:: What this task involves ::
Please gather each line of the material below that contains the word "white", and copy those lines unchanged.

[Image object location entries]
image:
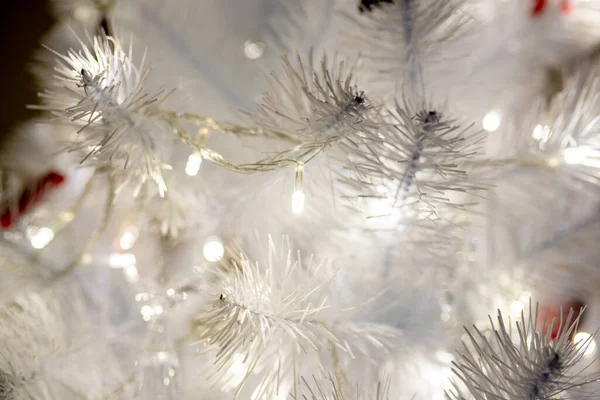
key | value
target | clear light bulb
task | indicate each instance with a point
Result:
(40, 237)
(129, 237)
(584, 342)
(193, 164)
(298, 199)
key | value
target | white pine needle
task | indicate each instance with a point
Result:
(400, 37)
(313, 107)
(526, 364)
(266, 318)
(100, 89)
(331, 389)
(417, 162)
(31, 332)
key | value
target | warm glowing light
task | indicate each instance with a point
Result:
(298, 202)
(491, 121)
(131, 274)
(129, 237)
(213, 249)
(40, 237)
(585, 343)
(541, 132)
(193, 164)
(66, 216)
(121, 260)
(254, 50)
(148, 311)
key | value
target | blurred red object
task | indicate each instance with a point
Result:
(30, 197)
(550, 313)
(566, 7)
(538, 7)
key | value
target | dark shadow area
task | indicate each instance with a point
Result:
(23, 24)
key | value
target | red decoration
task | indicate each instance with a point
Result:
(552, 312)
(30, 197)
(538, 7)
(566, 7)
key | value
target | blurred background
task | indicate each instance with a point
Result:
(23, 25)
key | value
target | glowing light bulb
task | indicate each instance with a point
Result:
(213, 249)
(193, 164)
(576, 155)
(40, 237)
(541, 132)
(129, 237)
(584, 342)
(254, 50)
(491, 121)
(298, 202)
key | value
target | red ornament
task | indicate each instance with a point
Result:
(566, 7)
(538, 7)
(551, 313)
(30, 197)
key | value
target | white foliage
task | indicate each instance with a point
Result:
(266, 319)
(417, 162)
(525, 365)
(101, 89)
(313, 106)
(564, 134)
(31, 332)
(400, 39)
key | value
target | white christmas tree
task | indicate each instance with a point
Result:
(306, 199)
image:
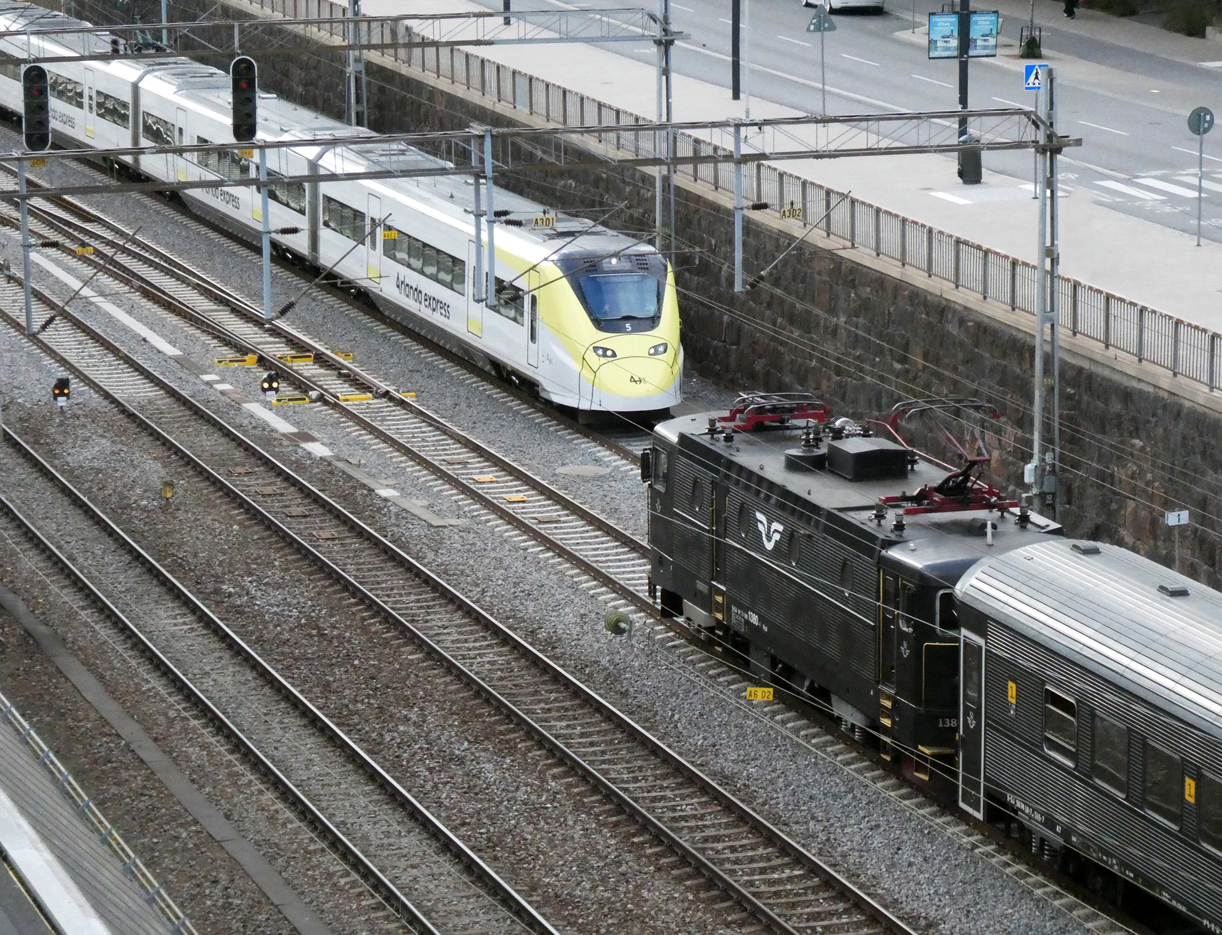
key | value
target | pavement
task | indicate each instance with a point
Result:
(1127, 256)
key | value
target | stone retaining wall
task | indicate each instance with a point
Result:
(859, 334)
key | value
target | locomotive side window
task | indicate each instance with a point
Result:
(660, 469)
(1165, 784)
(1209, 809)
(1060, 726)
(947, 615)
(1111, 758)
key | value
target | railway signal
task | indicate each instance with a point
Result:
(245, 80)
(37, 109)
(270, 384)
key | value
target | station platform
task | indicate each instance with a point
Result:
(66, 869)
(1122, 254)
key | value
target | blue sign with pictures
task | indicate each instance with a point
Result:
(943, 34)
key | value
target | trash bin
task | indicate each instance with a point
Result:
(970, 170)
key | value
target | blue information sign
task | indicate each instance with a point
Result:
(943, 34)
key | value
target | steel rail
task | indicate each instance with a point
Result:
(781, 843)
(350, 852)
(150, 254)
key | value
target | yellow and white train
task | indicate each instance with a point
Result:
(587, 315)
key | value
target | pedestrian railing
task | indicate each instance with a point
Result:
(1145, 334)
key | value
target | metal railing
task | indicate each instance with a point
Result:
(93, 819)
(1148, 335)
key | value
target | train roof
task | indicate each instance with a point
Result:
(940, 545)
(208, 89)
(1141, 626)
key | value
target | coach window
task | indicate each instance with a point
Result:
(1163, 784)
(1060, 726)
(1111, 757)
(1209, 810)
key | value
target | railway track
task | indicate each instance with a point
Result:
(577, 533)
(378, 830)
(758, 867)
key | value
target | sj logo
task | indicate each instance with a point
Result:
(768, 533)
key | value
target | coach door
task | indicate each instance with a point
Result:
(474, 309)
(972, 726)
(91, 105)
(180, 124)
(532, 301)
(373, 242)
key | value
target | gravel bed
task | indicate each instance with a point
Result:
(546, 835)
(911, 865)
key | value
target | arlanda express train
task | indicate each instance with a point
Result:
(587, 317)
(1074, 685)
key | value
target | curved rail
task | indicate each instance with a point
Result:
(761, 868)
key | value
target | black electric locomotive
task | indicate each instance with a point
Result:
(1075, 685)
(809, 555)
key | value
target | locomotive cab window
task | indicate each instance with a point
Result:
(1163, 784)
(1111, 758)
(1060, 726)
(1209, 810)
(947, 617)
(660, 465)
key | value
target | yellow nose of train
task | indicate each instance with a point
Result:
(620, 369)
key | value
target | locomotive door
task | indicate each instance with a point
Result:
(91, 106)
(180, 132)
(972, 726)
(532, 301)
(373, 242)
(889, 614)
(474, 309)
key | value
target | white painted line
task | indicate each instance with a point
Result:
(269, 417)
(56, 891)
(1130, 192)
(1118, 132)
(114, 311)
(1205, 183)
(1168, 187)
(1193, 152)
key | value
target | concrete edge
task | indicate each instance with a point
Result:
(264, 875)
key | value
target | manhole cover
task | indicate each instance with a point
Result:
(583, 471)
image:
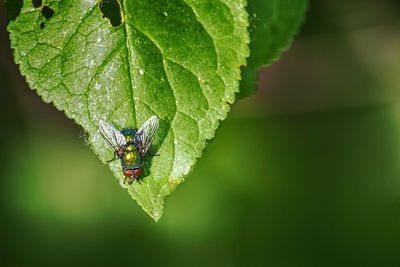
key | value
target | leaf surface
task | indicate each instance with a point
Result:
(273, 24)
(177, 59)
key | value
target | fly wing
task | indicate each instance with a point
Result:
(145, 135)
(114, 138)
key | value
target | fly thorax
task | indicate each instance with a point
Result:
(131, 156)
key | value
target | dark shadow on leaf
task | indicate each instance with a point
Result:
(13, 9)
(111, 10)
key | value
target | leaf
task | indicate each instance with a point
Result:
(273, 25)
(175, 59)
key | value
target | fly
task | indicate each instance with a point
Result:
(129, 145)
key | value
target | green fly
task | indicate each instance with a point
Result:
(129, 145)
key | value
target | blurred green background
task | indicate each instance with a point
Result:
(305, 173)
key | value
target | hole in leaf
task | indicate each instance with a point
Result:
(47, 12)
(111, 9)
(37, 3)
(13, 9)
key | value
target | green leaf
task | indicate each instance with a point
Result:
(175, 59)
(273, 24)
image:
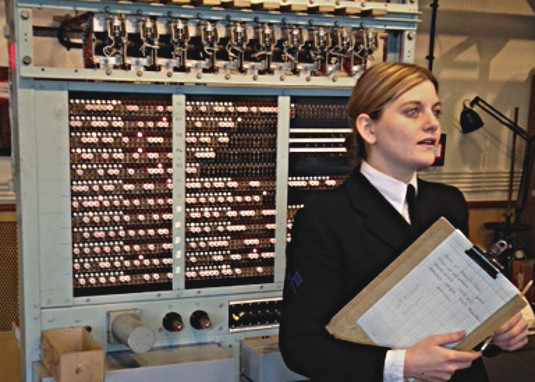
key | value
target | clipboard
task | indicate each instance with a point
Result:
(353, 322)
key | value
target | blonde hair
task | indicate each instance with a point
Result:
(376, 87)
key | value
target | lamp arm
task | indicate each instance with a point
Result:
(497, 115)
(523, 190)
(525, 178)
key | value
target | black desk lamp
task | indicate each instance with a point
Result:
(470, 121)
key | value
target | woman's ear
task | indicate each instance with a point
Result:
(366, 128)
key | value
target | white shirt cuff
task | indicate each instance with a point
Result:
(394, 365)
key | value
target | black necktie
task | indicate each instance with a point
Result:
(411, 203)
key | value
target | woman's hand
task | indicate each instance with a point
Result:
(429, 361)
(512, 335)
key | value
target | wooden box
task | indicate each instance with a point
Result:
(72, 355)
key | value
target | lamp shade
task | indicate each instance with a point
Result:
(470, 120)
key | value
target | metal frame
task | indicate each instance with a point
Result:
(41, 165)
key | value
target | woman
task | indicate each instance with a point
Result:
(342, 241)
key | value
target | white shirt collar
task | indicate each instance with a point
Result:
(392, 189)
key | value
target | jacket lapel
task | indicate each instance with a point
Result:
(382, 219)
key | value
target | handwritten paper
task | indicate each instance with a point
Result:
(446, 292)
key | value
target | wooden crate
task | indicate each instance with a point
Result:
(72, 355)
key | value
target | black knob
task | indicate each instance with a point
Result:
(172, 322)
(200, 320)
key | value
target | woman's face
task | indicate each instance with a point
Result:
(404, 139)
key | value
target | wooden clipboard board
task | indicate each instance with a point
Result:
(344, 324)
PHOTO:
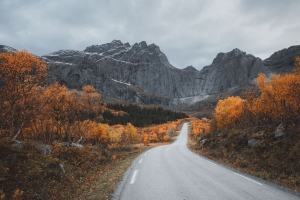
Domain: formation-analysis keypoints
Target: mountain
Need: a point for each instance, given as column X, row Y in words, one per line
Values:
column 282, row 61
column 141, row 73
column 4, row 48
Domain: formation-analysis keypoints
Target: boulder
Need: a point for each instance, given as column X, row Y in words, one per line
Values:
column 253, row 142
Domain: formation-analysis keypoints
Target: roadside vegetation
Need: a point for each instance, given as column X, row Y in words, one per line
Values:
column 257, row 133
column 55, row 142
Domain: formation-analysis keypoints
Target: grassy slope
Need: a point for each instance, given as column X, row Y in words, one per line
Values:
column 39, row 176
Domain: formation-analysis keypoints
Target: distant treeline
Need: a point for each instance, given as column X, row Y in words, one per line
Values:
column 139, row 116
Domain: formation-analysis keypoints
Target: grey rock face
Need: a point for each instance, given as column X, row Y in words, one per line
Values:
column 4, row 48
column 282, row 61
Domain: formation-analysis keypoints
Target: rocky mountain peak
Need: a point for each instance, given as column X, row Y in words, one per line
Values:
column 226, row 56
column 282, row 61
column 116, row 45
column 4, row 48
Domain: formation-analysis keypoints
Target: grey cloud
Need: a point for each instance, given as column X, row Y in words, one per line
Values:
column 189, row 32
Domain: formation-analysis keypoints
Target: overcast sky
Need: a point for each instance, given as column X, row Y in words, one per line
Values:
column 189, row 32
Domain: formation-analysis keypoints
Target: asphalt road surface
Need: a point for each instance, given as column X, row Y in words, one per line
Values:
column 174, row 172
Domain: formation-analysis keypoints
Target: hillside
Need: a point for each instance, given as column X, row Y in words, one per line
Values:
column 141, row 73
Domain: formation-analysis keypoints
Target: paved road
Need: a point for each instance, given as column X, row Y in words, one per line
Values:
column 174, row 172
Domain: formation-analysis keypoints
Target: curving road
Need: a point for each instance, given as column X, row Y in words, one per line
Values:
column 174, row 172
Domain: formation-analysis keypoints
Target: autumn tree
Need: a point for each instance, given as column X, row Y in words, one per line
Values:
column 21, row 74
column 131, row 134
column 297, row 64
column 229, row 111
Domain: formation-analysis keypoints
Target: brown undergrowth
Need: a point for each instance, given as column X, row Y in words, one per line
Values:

:: Exercise response ::
target | white pine needle
target | white foliage
target | white christmas tree
target | yellow and white train
target | white painted line
target | white shirt cuff
target | white shirt collar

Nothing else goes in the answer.